● **Materials provided**:
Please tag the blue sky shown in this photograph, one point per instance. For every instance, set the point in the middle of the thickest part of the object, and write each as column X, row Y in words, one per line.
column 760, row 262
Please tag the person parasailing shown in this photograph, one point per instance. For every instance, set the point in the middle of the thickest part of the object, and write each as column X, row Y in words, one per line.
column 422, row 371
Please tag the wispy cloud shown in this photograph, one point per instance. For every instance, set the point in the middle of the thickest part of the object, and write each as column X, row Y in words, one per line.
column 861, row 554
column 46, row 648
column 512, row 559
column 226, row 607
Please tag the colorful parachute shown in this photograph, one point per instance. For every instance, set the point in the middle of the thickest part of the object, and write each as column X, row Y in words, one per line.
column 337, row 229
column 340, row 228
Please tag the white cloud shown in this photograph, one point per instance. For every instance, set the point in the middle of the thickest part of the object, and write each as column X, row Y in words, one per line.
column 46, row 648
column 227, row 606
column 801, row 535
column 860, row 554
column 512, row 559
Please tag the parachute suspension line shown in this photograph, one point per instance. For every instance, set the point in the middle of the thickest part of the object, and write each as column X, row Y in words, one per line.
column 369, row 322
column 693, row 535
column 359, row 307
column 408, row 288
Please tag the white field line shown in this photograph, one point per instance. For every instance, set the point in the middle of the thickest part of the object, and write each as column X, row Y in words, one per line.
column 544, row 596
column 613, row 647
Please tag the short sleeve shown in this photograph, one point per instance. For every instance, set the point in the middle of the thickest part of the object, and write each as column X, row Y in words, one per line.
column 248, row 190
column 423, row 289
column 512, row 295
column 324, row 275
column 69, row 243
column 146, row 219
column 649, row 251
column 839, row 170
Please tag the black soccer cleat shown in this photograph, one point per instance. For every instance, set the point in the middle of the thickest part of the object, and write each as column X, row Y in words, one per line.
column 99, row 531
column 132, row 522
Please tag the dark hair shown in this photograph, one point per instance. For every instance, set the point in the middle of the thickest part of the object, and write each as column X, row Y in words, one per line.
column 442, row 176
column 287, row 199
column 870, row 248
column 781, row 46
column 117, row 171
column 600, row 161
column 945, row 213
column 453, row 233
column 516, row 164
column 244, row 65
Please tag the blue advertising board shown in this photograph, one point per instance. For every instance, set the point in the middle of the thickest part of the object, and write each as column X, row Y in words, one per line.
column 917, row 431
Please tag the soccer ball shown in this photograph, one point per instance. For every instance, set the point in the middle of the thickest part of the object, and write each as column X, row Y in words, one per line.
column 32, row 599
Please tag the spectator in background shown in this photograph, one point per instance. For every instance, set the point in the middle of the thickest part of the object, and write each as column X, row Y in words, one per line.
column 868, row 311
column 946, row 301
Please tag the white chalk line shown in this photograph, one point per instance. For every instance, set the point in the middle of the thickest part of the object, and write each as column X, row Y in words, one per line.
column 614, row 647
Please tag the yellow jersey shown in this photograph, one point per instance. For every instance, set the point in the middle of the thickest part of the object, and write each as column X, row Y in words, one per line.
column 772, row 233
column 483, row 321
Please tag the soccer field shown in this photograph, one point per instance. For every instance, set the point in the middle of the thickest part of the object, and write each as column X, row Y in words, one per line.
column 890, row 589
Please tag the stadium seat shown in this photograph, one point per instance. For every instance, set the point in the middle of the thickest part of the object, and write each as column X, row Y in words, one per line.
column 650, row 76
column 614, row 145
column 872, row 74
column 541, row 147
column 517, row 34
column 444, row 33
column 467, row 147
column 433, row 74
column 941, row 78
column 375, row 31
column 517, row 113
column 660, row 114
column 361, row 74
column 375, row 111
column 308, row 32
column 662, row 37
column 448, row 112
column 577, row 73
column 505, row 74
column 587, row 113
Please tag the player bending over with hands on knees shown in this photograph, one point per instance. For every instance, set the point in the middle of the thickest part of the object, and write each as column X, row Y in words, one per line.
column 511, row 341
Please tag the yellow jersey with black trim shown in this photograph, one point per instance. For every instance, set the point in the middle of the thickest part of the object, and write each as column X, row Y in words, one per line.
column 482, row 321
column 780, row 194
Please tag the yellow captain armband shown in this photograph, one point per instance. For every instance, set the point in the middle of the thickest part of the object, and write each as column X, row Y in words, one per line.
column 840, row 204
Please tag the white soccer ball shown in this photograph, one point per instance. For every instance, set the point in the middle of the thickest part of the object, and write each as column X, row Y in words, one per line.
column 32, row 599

● **Description of the task**: Copy out every record above, from the first through the last, verbatim and in the same order, with no additions or changes.

● **Final answer**:
Please tag the blue sky shown in this photograph, one point per instance. For every instance, set the point in the middle of the thickest part of the object, and write each as column X, row Y in words, one per line.
column 760, row 262
Please tag the person parasailing shown in this photograph, one point per instance. For every instance, set the point in the middle of the thickest part of the object, and write each as column X, row Y in words, one per line.
column 422, row 371
Please tag the wispy cloud shown in this photograph, one point per instance. For every instance, set the point in the middle of the thickest part of the object, and write each as column X, row Y in words, one per line.
column 861, row 554
column 46, row 648
column 512, row 559
column 226, row 607
Please tag the colorful parachute shown in this photograph, one point per instance. For every instance, set the point in the middle of the thickest part of the object, and write each as column X, row Y in words, one per line.
column 337, row 229
column 340, row 228
Please tag the white cloud shown in this photograph, one point per instance. For every instance, set the point in the middle of the thickest part of the object, and write each as column X, row Y in words, one per line.
column 46, row 648
column 227, row 606
column 801, row 535
column 860, row 554
column 512, row 559
Please tag the parachute suspension line shown in this photograph, one point per instance. For every instance, set the point in the middle of the thickest part of the object, and write each as column X, row Y in words, one per line.
column 369, row 322
column 693, row 535
column 359, row 307
column 408, row 288
Please tag the white field line shown in this photograph, one point per instance. For every instance, set the point in the middle of the thickest part of the object, and write each as column X, row Y in words, one per line.
column 544, row 596
column 613, row 647
Please tag the short sleeve shown in this photograph, one point per instance. For every instance, set the point in the middle of the thickest part of the object, and write each as column X, row Y in words, one per line.
column 248, row 190
column 423, row 289
column 512, row 295
column 324, row 275
column 69, row 243
column 146, row 219
column 649, row 251
column 839, row 170
Please tag the black soccer cleat shown in this photograph, one point per instance. For every instance, set the point in the middle of the thickest part of the object, and write each as column X, row Y in words, one per line.
column 99, row 531
column 132, row 522
Please tag the dark hair shown in this photograph, one point per instance. For every instance, set the point in the middle of the thickest part of the object, and write each as column X, row Y in words, one per line.
column 442, row 176
column 287, row 199
column 870, row 248
column 781, row 46
column 117, row 171
column 600, row 161
column 945, row 213
column 453, row 233
column 516, row 164
column 244, row 65
Please tag the blue advertising board shown in this photograph, one point per instance. For every instance, set the point in the middle of the thickest part of the object, and write each as column X, row Y in words, one per line.
column 917, row 431
Please tag the soccer ball shown in this photograph, one point per instance. For every instance, set the point in the middle of the thickest part of the object, and write each as column X, row Y in words, one per line.
column 32, row 599
Please tag the spectator in background shown in this photograph, one point per instance. For every instance, set the point in the middle of the thickest part of the object, and write each as column X, row Y in words, one per line.
column 868, row 311
column 946, row 301
Please tag the white chalk line shown in this photograph, one point per instance. For every instance, set the point in the middle of the thickest part of the object, and write each as column X, row Y in words, one per line.
column 614, row 647
Please tag the yellow jersey shown in this photograph, one point per instance. For every instance, set the point in the middle of the thickest part of the object, and write each as column X, row Y in words, one per line.
column 772, row 233
column 483, row 321
Please tag the soccer field shown in this photograph, one point per instance. For every instance, set the point in the middle of the thickest part of the object, and write each as column X, row Y in words, one per line.
column 890, row 589
Please tag the stadium seat shown in this photograph, one point per instance. For every instance, set the point in the middle of the thickest part of the object, and write each as column X, row Y in words, one per line.
column 650, row 76
column 614, row 145
column 872, row 74
column 541, row 147
column 517, row 34
column 444, row 33
column 467, row 147
column 433, row 74
column 941, row 78
column 375, row 31
column 517, row 113
column 660, row 114
column 361, row 74
column 375, row 111
column 308, row 32
column 662, row 37
column 448, row 112
column 577, row 73
column 505, row 74
column 587, row 113
Please tag the player bending over with hands on knees shown in this photograph, one point per instance. For every instance, set the point in the middle of the thickest part of the object, and write each as column X, row Y in words, one per line.
column 511, row 341
Please tag the yellow jersey with black trim shown in this photograph, one point per instance. For every instance, set the point in the middle of the thickest part of the object, and write each as column X, row Y in words, one per line.
column 482, row 321
column 780, row 194
Please tag the yellow captain armband shown in this photograph, one point per instance. For every instance, set the point in the middle of the thickest part of the object, and write each as column X, row Y in words, one per line.
column 840, row 204
Please tag the white soccer ball shown in this photograph, one point per instance. For every instance, set the point in the middle of the thickest part of the object, and write each as column X, row Y in words, one per line.
column 32, row 599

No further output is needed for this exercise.